Exercise A:
In the article on oral health, rewrite the passage from "gum disease toothbrushing" up to and including "non-communicable diseases later.", replacing "germs" with "microbes".
Exercise B:
According to the oral health article, what happened to hospital-acquired pneumonia among trauma patients after nurses introduced an enhanced oral-hygiene protocol?
Exercise C:
Continue the article on oral health from its last sentence.

Quoted passage:

= Beginning of Section =

Shore Up Your Oral Defenses for Better Health

gum disease toothbrushing
Emma Yasinski
Emma Yasinski Staff Writer

Your parents were right. You need to brush and floss your teeth daily and thoroughly. Neglecting these healthy habits can do more than give you bad breath and cavities; your mouth is a doorway to your body. Food, water, air and germs from the outside world are invited inside you through your mouth and can be sucked down your airways or into your digestive system, making you sick now and possibly even increasing your risk of non-communicable diseases later.

Doorway to Your Body

“Our mouth is a gate into our body, which bacteria are happy to use,” says Henry Hackney, DMD, a dentist in Chicago. Our mouths, stomachs and lungs are already filled with microbes that make up their individual microbiomes. Some of these bacteria, viruses and fungi actually keep us healthy, but if different ones invade or a particular species overpopulates, it can wreak havoc. Pathogens from our mouths can even damage our hearts.

Not only can microbes get into your lungs and stomach directly from your mouth, but Hackney explains that inflammation can open up tiny blood vessels in your gums, allowing those pathogens to enter your bloodstream. This can cause inflammation or infection throughout the body.

Even visits to the very best hospitals come with risks, such as hospital-acquired bacterial infections like pneumonia. Nurses at one hospital implemented an enhanced oral-hygiene protocol for patients and managed to cut in half cases of hospital-acquired pneumonia among trauma patients. Of those who did get sick, fewer died.

= End of Section =

Record excerpts:
= Beginning of Section =

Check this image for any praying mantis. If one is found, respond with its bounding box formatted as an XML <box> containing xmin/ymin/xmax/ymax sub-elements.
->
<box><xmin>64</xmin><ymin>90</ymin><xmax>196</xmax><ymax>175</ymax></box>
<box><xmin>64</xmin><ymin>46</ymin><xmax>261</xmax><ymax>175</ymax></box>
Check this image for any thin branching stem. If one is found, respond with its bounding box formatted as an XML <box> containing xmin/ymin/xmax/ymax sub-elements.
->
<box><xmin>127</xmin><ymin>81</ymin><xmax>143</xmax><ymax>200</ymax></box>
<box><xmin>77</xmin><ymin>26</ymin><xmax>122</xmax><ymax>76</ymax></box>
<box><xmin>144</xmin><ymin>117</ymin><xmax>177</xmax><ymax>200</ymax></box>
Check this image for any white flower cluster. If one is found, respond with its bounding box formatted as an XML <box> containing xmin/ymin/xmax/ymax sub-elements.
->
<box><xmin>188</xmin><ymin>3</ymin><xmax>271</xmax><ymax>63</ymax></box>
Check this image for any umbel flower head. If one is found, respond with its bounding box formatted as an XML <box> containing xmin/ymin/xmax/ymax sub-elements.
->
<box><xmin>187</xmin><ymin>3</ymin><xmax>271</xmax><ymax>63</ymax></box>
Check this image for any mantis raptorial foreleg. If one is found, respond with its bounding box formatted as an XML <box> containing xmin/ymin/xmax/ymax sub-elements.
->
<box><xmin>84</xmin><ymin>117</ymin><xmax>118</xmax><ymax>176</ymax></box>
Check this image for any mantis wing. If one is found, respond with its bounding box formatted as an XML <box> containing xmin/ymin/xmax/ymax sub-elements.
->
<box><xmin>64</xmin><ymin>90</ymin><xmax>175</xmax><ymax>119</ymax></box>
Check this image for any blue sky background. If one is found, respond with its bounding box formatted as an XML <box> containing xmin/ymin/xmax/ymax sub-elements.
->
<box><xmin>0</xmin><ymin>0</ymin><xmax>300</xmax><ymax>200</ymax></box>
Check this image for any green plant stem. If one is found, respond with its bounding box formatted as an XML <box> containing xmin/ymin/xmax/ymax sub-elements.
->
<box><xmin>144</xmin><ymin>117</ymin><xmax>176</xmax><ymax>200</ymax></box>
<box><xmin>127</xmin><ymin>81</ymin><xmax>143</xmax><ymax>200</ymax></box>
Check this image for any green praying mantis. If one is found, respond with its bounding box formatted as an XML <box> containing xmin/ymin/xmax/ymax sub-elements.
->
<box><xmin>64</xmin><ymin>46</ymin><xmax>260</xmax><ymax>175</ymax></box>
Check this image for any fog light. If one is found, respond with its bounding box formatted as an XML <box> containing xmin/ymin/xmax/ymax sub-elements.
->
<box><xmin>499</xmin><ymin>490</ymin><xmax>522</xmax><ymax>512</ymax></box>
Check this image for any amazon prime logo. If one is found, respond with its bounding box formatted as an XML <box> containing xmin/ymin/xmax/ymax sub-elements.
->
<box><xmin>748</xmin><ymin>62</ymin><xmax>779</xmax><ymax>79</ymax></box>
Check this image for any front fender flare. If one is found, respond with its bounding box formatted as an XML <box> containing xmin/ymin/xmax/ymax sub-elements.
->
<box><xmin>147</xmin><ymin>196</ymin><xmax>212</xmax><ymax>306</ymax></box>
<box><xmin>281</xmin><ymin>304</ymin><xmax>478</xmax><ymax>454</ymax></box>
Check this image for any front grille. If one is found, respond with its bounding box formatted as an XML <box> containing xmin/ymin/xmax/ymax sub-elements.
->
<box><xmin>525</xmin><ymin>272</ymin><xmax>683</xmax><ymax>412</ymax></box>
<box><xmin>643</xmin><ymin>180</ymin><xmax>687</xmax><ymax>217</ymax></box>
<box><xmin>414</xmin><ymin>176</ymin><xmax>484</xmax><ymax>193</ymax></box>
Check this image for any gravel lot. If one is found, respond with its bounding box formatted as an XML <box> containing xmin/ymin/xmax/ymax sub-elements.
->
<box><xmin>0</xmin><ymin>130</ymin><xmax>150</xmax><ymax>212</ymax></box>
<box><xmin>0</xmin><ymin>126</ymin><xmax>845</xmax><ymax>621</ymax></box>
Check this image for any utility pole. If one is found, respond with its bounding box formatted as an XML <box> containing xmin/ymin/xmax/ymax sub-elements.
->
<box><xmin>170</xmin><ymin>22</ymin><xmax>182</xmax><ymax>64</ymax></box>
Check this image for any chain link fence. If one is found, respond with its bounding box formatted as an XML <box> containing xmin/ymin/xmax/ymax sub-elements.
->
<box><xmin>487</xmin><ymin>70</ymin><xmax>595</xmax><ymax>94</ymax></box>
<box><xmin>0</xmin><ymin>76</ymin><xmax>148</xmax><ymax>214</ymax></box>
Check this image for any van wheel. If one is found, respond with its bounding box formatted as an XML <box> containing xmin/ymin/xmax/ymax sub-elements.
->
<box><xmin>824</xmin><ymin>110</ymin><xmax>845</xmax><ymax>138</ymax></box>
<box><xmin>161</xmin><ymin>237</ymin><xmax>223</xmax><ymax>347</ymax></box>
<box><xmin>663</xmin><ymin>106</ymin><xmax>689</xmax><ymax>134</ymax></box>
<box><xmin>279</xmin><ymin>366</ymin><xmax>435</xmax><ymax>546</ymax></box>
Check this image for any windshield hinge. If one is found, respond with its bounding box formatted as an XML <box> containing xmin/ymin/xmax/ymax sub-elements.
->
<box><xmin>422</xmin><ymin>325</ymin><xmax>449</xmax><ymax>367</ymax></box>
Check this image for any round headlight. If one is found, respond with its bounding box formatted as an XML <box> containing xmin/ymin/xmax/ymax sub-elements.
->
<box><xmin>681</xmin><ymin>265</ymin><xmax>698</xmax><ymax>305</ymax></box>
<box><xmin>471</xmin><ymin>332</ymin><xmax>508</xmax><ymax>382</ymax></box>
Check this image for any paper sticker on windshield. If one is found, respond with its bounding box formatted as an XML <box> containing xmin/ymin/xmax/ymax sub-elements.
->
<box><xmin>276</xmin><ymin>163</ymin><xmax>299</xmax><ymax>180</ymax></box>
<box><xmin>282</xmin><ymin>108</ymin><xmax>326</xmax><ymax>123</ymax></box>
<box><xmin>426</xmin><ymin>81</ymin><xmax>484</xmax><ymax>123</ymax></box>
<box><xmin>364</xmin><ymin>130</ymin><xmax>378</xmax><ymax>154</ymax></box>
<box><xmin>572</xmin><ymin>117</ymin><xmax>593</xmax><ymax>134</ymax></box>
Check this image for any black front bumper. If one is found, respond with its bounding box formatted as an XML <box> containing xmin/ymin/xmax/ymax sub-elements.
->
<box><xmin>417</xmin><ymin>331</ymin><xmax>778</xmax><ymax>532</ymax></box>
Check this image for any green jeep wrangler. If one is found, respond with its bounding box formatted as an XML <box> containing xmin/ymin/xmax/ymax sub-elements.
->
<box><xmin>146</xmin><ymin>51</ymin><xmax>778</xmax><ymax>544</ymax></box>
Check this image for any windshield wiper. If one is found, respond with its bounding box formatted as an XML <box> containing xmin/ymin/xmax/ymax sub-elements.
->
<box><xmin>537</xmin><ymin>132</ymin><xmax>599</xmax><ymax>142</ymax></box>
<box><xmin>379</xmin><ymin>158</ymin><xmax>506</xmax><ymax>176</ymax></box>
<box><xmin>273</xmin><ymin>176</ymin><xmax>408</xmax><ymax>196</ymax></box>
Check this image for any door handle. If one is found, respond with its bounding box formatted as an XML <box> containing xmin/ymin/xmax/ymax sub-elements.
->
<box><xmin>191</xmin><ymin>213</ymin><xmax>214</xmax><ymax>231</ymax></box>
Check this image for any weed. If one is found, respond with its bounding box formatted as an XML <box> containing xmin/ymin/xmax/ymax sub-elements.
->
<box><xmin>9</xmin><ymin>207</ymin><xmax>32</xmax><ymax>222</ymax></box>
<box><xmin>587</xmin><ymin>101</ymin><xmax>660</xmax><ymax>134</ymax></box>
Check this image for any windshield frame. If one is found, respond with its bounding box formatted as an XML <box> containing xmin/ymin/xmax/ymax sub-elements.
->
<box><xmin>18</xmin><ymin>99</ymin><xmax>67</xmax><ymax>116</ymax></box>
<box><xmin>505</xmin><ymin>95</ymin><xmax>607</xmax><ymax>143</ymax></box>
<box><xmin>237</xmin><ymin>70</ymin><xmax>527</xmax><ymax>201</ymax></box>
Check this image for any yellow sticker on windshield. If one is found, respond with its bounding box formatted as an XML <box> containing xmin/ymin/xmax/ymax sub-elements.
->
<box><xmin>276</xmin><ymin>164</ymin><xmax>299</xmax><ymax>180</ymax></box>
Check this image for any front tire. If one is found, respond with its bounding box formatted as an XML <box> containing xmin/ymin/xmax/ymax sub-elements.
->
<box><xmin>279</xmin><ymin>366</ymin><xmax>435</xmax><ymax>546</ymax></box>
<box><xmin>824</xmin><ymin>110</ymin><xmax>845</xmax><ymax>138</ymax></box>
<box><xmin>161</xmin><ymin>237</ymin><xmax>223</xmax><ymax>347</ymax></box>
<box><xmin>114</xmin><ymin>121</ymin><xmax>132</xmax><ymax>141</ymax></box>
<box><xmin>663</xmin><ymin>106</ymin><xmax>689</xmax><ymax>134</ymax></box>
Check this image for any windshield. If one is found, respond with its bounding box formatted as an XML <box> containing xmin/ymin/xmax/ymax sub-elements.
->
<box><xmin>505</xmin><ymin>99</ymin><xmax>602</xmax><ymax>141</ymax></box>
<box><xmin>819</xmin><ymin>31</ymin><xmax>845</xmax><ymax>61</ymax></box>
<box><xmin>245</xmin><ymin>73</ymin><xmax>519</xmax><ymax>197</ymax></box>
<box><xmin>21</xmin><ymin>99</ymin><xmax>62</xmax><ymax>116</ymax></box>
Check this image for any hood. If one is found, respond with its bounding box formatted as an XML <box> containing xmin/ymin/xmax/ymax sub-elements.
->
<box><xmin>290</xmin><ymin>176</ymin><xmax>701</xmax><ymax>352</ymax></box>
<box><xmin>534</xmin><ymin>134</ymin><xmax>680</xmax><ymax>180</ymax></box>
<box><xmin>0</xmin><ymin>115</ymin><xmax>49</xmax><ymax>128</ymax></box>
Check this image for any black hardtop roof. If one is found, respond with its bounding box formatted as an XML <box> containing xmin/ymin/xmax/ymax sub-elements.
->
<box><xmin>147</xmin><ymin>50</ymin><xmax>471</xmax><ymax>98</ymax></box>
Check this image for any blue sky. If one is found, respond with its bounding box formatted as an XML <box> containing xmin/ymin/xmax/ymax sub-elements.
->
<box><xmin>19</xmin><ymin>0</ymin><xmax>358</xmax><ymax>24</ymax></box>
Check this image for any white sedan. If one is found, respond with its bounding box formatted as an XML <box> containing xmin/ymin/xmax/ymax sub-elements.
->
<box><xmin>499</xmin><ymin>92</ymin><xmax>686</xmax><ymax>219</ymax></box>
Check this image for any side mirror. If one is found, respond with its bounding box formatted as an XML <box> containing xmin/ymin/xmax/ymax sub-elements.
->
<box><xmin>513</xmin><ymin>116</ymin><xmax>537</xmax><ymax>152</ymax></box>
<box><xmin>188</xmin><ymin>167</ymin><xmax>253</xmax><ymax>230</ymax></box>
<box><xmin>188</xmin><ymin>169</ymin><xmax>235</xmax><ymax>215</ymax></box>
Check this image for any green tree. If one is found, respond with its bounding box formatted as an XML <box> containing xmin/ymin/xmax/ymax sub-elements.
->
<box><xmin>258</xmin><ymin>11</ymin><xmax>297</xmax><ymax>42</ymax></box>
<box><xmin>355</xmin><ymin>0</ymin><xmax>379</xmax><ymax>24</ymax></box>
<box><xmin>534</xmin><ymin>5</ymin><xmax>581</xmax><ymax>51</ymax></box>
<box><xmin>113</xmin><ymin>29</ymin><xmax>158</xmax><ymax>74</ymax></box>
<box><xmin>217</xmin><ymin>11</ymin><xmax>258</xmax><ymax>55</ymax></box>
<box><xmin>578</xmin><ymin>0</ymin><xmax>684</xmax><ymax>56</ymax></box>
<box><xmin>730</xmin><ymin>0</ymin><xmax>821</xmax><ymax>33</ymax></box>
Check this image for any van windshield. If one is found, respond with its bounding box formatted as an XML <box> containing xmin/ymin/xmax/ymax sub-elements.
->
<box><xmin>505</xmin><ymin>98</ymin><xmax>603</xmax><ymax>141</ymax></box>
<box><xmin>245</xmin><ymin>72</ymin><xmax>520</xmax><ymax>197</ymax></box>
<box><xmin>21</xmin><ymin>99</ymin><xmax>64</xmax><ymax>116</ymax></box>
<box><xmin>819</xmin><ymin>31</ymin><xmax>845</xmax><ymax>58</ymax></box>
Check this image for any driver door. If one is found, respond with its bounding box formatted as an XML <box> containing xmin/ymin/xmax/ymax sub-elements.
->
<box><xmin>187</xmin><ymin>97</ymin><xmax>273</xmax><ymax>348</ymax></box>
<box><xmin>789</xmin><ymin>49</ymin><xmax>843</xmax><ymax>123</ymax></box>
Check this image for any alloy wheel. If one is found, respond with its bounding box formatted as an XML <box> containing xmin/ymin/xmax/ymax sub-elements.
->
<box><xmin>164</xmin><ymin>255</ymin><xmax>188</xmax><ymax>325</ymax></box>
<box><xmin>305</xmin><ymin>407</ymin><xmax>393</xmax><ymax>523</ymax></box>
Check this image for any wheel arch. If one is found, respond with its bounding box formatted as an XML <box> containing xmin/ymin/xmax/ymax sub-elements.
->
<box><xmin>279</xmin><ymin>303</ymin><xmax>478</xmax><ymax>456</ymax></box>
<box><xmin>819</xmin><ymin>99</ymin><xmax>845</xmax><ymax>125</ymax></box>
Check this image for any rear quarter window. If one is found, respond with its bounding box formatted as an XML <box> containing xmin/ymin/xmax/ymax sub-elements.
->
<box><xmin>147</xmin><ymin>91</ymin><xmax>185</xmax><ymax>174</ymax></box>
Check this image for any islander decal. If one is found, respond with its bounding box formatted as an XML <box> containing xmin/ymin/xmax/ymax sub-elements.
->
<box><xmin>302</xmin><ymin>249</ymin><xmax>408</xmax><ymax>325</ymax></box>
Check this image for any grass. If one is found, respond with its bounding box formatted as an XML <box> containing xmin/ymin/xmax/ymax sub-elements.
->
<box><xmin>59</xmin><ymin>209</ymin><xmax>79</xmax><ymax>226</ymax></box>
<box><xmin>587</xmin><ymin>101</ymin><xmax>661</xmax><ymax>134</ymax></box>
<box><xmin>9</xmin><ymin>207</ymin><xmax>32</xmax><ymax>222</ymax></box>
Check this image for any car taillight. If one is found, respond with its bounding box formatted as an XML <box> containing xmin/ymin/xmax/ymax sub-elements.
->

= End of Section =

Answer section A:
gum disease toothbrushing
Emma Yasinski
Emma Yasinski Staff Writer

Your parents were right. You need to brush and floss your teeth daily and thoroughly. Neglecting these healthy habits can do more than give you bad breath and cavities; your mouth is a doorway to your body. Food, water, air and microbes from the outside world are invited inside you through your mouth and can be sucked down your airways or into your digestive system, making you sick now and possibly even increasing your risk of non-communicable diseases later.

Answer section B:
Cases were cut in half, and fewer of the patients who did get sick died.

Answer section C:
Long-Term Disease Risk

It’s not completely clear how, but researchers have found that patients with periodontal disease are at higher risk for several non-infectious diseases such as heart disease and Alzheimer’s. An infection in the mouth “can lead to inflammation in other parts of your body as well as serious conditions, such as cardiovascular disease, dementia, cancer, especially kidney, pancreatic or blood cancer or adverse pregnancy outcomes for women,” explains Hackney. 

“The correlation between gum disease and heart health is quite strong,” says Dmitry Tsvetov, DDS, MD, an oral surgeon in Temecula, California. One way this can happen is through an increase in inflammation. “Uncontrolled gum disease, or any other condition in the mouth that causes an inflammation, increases [a] generalized inflammatory state in the body, which can also have a devastating effect on the heart,” he adds. Sometimes gum disease can be prevented or treated with good oral hygiene, but some patients will need deep cleanings, medications or even surgery to control it.

In other cases, infections may trigger disease more directly. You’re more likely to develop Alzheimer’s disease if you’ve got signs of bacterial gum disease with specific bacteria at age 65 or older, according to a National Institute on Aging study. 

Periodontal disease occurs in up to three-quarters of pregnant women. Researchers blame fluctuating hormones for the high incidence. It’s unclear how, but some studies have linked periodontitis to low birth weight and preterm birth.  

Medicines That Can Cause Problems

Dry mouth is a common side effect of several medications, and it may be more than a mere annoyance. “Saliva also plays [an] important role in washing down germs,” says Hackney. That prevents those germs from multiplying.

Dry mouth is a side effect of many common drugs, including:

Inhaled corticosteroids

Antihistamines

Nicotine replacement therapies

Anticholinergics, often used to treat COPD (chronic obstructive pulmonary disease)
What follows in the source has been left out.